Excerpted text >>
=== Begin Enclosure ===
The AI Chatbots Are Coming for Wealth Management
Citi and Savvy Wealth recently launched new tools, but the advisors who can best adapt to the evolving tech will be the ones who thrive.

Sign up for market insights, wealth management practice essentials and industry updates.
The AI agents are here.
For years, the name of the game for AI in wealth management has centered on efficiency: capturing client data, drafting emails, summarizing meetings, and organizing files. But that’s starting to shift. Wealthtech firms are now pushing artificial intelligence beyond administrative support and into decision-making assistance, using client data to generate insights and map out potential financial paths.
Citi and Savvy Wealth both recently announced AI-driven tools aimed at guiding advisors and clients. While the technology is evolving quickly, the underlying reality hasn’t changed: Advisors who effectively integrate these tools into their workflow will have a significant advantage. “An expert with a tool can build a work of art,” said Jason Pereira, a CFP with Woodgate Financial. “An amateur with that same tool can build maybe something of value, or maybe something that falls apart.”
=== End Enclosure ===
Problem set >>
1/ The article on AI chatbots in wealth management names the tasks that AI in the field has long focused on for efficiency. List every one of those tasks.
2/ Answer these questions using the article on AI chatbots in wealth management.
(a) Which two firms recently announced AI-driven tools?
(b) Beyond administrative support, what are wealthtech firms pushing AI into?
(c) What credential and firm does the text give for Jason Pereira?
3/ Carry on the article on AI chatbots in wealth management, starting after its last sentence.

Entries supplied >>
=== Begin Enclosure ===
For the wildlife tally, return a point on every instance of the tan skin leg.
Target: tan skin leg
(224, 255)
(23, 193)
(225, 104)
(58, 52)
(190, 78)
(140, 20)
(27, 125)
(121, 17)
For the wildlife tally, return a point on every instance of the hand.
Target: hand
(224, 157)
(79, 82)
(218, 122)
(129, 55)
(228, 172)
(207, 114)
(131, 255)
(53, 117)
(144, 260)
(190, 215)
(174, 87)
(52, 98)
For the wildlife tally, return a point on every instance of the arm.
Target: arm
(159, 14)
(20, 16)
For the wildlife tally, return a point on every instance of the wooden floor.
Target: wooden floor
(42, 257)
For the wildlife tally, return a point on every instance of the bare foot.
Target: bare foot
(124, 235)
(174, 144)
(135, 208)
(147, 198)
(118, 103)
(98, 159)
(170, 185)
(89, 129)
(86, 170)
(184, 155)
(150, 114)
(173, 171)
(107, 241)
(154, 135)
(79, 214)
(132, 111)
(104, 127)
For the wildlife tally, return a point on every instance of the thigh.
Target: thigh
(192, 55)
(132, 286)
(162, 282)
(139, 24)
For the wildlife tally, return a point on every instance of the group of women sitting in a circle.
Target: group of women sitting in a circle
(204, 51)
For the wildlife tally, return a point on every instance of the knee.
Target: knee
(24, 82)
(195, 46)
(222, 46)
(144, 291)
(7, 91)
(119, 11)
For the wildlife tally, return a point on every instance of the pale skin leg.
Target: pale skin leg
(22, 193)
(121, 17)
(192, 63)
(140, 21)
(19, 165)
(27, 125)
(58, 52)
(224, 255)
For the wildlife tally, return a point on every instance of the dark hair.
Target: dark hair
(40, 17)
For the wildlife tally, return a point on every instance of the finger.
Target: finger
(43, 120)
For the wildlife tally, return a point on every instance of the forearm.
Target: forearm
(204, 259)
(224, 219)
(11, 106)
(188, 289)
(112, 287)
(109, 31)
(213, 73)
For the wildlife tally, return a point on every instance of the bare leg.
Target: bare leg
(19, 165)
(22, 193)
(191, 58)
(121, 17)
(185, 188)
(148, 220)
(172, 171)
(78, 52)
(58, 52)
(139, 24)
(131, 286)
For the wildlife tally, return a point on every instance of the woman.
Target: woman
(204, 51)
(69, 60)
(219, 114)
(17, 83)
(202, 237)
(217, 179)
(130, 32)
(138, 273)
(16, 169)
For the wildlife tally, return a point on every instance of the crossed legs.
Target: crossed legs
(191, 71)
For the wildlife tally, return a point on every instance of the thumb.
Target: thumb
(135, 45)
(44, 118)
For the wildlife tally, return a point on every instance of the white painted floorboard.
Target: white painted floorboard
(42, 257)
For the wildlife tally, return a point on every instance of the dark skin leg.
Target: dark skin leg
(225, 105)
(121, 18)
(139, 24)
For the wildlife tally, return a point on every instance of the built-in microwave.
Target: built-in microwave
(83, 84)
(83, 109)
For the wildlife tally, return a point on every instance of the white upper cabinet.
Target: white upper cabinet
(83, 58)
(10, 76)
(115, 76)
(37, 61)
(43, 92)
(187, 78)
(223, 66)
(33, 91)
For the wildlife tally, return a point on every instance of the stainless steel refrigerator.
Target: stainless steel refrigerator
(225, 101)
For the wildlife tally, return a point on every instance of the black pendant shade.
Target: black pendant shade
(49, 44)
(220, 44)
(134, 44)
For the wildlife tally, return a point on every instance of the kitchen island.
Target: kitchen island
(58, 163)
=== End Enclosure ===
Results for the exercise >>
1/
Capturing client data
Drafting emails
Summarizing meetings
Organizing files

2/
(a) Citi and Savvy Wealth
(b) Decision-making assistance
(c) He is a CFP with Woodgate Financial.

3/
Reach for the Sky
Citi’s Sky is a client-facing assistant that summarizes financial data and answers basic planning or market-related questions. It includes an AI avatar (a somewhat uncanny woman in business attire with a bob haircut) functioning essentially as a chatbot with an optional visual layer. The system is intentionally limited, said Joe Bonanno, Citi’s head of wealth intelligence. “When questions involve nuanced trade‑offs, major financial changes or require tailored recommendations, Citi Sky is designed to elevate those moments by encouraging deeper engagement with a financial advisor,” he told Advisor Upside.
One of the clearest use cases for Sky is managing client anxiety:
- Advisors often spend large portions of volatile market days responding to worried clients, even when the appropriate advice is simply to stay the course.
- Tools like Sky could absorb some of that volume.
“A 70-year-old panicking about portfolio volatility won’t find calm just because an avatar sounds friendly,” Will Trout, director of securities and investments at Datos Insights. “But they might be willing to ask a question they’d normally hesitate to ask their advisor, and they might ask it at midnight when the advisor isn’t available.”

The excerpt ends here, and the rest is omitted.